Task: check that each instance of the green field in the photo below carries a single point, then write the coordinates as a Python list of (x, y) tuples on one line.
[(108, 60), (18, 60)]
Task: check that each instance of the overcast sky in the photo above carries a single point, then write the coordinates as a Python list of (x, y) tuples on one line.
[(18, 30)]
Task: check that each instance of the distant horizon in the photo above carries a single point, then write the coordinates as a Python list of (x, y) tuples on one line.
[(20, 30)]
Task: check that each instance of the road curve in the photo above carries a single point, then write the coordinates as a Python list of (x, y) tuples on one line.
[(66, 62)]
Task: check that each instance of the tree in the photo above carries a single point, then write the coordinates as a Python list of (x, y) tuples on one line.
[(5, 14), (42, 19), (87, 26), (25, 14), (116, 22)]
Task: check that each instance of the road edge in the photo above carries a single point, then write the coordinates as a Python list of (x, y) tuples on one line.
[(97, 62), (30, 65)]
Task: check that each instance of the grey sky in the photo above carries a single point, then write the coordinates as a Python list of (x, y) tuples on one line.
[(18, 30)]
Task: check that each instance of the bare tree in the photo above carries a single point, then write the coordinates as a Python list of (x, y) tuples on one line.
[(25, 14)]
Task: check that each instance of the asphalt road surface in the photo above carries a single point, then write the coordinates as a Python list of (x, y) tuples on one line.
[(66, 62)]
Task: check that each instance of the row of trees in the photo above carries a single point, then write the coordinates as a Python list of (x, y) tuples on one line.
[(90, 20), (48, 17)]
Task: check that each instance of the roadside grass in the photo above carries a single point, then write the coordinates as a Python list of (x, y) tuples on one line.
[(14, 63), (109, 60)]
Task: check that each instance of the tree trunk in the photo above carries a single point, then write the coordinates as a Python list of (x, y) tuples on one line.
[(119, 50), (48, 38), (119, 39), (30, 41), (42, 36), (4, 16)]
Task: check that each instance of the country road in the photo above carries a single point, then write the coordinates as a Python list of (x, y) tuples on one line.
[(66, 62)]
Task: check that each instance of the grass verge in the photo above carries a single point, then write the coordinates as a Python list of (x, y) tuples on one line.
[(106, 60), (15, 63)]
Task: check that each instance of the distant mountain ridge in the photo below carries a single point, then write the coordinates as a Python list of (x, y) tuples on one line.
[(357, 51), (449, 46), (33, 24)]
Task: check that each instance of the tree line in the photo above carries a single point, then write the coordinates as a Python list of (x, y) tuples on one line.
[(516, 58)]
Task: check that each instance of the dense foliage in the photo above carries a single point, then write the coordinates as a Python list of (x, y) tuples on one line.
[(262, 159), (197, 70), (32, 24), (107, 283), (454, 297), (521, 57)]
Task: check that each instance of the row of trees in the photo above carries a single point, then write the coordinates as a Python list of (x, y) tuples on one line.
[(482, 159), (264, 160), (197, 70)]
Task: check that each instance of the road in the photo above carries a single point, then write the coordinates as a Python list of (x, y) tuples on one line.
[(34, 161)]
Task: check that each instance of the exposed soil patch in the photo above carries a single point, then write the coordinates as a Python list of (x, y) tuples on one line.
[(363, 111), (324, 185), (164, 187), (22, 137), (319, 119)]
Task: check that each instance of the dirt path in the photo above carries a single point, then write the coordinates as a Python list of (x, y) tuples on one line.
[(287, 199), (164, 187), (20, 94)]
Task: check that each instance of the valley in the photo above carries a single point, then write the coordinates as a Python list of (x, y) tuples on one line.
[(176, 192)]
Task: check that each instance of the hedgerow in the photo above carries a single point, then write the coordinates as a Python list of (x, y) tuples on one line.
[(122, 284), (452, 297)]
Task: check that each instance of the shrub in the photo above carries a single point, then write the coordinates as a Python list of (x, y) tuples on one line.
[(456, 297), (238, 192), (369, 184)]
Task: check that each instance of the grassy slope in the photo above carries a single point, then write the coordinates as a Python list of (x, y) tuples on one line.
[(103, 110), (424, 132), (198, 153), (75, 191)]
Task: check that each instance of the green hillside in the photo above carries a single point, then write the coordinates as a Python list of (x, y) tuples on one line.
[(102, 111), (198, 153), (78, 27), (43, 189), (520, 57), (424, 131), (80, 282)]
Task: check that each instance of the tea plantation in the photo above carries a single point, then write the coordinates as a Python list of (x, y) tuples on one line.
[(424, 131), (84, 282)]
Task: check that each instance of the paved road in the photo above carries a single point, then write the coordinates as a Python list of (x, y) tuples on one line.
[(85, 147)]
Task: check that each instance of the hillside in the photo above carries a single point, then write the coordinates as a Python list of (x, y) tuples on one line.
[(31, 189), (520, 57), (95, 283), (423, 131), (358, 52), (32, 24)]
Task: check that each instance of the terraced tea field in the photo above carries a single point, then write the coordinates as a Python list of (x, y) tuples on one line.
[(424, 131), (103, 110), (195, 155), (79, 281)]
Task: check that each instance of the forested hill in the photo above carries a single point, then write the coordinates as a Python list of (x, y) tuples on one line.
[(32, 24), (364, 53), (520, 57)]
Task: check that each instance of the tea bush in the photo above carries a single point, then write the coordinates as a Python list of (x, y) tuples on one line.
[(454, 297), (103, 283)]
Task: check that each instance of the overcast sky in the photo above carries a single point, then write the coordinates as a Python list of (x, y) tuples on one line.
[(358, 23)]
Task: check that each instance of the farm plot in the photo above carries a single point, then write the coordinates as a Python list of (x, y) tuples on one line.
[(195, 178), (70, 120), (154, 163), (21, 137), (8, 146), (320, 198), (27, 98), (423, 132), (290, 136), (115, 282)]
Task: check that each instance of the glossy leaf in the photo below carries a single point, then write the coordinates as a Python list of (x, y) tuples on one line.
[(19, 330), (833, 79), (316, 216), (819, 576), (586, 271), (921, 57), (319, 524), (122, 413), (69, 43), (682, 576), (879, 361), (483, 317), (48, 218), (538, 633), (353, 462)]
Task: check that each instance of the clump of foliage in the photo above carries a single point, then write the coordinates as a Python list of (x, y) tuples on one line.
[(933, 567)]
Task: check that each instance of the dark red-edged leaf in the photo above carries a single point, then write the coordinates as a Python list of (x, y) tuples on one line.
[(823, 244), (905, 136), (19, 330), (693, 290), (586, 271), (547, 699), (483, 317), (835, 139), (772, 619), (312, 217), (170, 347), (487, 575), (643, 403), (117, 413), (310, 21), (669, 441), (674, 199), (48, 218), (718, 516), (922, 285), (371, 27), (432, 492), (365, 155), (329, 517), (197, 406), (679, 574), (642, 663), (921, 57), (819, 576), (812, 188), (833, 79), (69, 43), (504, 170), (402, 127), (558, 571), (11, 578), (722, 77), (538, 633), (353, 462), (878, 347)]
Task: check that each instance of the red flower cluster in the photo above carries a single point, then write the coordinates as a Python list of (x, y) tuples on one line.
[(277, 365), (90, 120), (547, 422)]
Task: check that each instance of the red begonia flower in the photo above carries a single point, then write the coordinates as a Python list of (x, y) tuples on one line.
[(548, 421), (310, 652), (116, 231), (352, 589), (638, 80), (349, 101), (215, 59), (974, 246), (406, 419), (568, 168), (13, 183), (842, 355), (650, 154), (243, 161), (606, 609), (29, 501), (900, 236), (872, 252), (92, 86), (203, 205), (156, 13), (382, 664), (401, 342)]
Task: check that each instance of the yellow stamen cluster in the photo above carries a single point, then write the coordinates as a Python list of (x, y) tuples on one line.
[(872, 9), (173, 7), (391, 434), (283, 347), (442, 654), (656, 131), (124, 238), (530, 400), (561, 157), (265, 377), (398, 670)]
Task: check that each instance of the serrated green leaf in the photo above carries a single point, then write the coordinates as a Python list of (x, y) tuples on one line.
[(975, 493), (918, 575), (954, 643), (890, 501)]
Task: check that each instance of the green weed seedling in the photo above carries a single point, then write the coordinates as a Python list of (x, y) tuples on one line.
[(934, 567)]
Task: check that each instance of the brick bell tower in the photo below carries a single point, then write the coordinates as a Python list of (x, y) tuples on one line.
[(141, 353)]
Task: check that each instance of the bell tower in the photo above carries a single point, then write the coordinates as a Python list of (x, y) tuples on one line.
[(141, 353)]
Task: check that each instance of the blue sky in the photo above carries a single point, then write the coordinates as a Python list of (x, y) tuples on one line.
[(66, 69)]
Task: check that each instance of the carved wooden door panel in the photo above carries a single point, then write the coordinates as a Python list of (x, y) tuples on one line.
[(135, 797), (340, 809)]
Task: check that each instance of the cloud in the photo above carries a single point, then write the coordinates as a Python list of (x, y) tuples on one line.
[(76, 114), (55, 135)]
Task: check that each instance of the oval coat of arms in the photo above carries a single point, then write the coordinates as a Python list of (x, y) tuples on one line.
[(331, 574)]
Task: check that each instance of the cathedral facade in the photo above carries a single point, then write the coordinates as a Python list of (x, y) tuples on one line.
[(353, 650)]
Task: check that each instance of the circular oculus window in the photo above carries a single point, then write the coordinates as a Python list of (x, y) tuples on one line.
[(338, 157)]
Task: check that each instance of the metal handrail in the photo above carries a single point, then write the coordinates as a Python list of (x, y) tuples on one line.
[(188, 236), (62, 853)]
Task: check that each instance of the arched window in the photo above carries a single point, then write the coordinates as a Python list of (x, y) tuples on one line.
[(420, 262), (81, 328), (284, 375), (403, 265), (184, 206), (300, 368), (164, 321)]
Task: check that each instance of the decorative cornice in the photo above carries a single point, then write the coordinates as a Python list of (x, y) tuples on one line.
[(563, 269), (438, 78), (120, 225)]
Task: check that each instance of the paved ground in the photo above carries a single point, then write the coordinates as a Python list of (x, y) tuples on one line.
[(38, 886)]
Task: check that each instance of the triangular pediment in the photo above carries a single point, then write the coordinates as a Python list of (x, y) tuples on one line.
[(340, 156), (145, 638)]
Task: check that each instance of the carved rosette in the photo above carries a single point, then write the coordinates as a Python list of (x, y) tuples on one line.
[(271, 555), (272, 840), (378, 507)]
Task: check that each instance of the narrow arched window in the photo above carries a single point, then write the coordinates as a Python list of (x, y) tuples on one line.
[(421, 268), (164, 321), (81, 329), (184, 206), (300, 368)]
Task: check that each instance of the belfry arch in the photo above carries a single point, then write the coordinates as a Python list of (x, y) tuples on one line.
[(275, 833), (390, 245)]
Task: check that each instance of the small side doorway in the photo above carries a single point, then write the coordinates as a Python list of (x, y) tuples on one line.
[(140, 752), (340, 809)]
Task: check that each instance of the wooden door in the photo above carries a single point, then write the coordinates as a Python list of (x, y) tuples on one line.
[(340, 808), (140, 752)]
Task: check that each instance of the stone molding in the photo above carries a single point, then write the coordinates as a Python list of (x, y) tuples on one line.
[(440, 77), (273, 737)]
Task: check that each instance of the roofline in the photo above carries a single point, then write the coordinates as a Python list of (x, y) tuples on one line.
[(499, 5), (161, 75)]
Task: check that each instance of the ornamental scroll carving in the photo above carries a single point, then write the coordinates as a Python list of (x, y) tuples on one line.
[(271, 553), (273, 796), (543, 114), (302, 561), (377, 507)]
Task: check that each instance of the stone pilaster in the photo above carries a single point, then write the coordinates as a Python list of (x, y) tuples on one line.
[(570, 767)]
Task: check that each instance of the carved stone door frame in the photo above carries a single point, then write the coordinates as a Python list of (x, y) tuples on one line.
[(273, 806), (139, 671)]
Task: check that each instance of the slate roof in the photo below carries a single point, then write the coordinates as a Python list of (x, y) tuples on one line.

═══

EXERCISE BRIEF – Exactly as they stand in the records above, print the lines from the one containing "Task: check that each instance of the belfry" through the final line, inclusive.

EXERCISE ANSWER –
Task: check that each instance of the belfry arch in the photo above carries a single point, then write the coordinates as a Python list of (x, y) tuples on one line.
[(275, 833), (390, 245)]
Task: check that each instance of the small side doorway in the photo above carries a single point, then write the coordinates as a Python list of (x, y) tuples on one line.
[(140, 752), (340, 809)]
Task: check that each instance of the wooden door in the photo above carries a single point, then write the coordinates as a Python list of (x, y) tuples on one line.
[(340, 808), (140, 752)]
Task: check that each instance of the stone molding in the photo above carries a single point, then write the coordinates as a Python list of (x, y) tuples on one line.
[(440, 77), (273, 737)]
Task: check that each instance of the roofline in the photo above carries a single point, then write the coordinates as a Python list of (x, y) tuples on one line.
[(499, 5), (161, 75)]
Task: check that each instance of the ornamental scroll carving in the photo above carries a single point, then write the coordinates as a Python list of (x, y) tuples on one line.
[(271, 553), (273, 796), (543, 114), (302, 561), (377, 507)]
Task: check that each instance of the stone pilaster in the photo above carries a single point, then write the coordinates as a Python list of (x, y) tuples on one line.
[(570, 767)]
Task: check that each instance of the carved stone door frame in the photo above carries a single point, then write the coordinates as a Python list of (x, y) tuples on one line.
[(273, 806), (139, 671)]
Task: check that each instance of the slate roof in the photo below carries a single point, then write the coordinates as a Python list of (x, y) tuples on one line.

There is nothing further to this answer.